Selected extract:
------------------------------------------------------------

Sovereignty. In Job 42:2 we hear Jobs heart when he says “I know that you can do all things; no purpose of yours can be thwarted.” God’s sovereignty reflects who is in charge, it is our submission to this sovereignty that reflects to the world who is really in control. When we say that God is in charge this does not mean that we are like puppets pulled and played on a sovereign string, rather God’s sovereignty assures us that even when the earth quakes, when the doctors can’t help, when life’s dreams become nightmares, and everything seems out of control, God is still in charge. God’s sovereignty has been my security through the storms, His sovereignty has allowed me to be steadfast when everything else seemed to shift. For me there is no attribute more comforting than God’s sovereignty. Knowing that He is in control in the midst of the chaos brings me reassuring rest. Regardless of the adverse circumstances, in spite of the severe trials, God is still in control. Sovereignty has ordained our afflictions, sovereignty overrules them, and sovereignty will sanctify them. Job was helpless, but he was not hopeless, he didn’t know he was the subject of a test between God and satan, but he knew God was in charge.

Second, Job chose to rest in God’s righteousness. In Job 4:17 he says: “Can a mortal be more righteous than God? Can even a strong man be more pure than his Maker?” God’s righteousness means that He will always do what is right, He fully understanding the situation, His motives are pure, His evaluation is accurate, and His knowledge is complete. We do not know the future and may not see our situation in light of the complete picture, for our moment of helplessness may turn out to be the foundation for our triumph. Regardless of the unknown we can rest in the truth that God will always do what is right in our lives.

------------------------------------------------------------

Work request 1:
Retype the reflection on Job, from "Second, Job chose" down to "in our lives.".
Work request 2:
Write what comes next in the reflection on Job, beginning after its final sentence.

------------------------------------------------------------

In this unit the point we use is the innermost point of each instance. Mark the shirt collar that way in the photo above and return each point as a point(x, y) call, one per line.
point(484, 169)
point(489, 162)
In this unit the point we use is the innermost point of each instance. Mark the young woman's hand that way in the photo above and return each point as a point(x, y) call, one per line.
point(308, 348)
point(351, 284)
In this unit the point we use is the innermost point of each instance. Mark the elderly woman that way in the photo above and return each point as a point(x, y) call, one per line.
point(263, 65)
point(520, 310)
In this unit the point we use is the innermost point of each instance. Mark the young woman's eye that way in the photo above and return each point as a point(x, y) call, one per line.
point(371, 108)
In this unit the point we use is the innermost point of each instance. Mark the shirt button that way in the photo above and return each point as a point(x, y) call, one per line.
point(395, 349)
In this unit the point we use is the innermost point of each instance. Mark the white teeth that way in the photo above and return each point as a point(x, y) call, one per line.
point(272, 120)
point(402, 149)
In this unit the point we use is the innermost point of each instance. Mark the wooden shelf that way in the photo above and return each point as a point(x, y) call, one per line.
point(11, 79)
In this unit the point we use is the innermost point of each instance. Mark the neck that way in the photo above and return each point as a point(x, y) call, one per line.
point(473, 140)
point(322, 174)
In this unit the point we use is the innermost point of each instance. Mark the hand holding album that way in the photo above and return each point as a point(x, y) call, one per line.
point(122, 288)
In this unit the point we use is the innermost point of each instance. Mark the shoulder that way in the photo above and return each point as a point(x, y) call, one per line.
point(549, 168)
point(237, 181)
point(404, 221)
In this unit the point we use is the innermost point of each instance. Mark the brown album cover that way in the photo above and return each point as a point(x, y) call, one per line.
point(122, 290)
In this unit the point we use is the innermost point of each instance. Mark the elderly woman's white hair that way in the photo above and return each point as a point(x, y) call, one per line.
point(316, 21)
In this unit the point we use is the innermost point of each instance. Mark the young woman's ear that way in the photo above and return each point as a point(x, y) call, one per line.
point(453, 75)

------------------------------------------------------------

Task output 1:
Second, Job chose to rest in God’s righteousness. In Job 4:17 he says: “Can a mortal be more righteous than God? Can even a strong man be more pure than his Maker?” God’s righteousness means that He will always do what is right, He fully understanding the situation, His motives are pure, His evaluation is accurate, and His knowledge is complete. We do not know the future and may not see our situation in light of the complete picture, for our moment of helplessness may turn out to be the foundation for our triumph. Regardless of the unknown we can rest in the truth that God will always do what is right in our lives.

Task output 2:
Third, Job chose to rest in God’s redemption, in Job 19:25-27 Job states: “I know that my redeemer lives, and that in the end he will stand on the earth. And after my skin has been destroyed, yet in my flesh I will see God; I myself will see him with my own eyes—I, and not another. How my heart yearns within me!” God is the One who will justify or pay back what we’ve lost in life, no matter how we have been treated, wether abused, persecuted or served an unfair hand, those who hope in God’s redemption will see His power revealed. It may not be in this life, but for sure in eternity. Unfortunately, many turn from God during the test because we demand instant gratification. We want our situation to improve immediately, but hope shouldn’t be hurried. In a materialistic and instant society, it is hard to hope in the unseen and to believe in what is yet to become. Yet if we are to have courage, strength and perseverance to move through helpless times, we must have hope in God’s future redemption. Paul said, “I consider that our present sufferings are not worth comparing with the glory that will be revealed in us…. For in this hope we were saved. But hope that is seen is no hope at all. Who hopes for what he already has? But if we hope for what we do not yet have, we wait for it patiently” Romans 8:18, 24-25. What is your hope resting on? Are you resting on the character of God, His sovereignty, righteousness, and redemption.? Let me encourage you to remember and recite aloud today the words of Isaiah 40:28-31, “Do you not know? Have you not heard? The LORD is the everlasting God, the Creator of the ends of the earth. He will not grow tired or weary, and his understanding no one can fathom. He gives strength to the weary and increases the power of the weak. Even youths grow tired and weary, and young men stumble and fall; but those who hope in the LORD will renew their strength. They will soar on wings like eagles; they will run and not grow weary, they will walk and not be faint.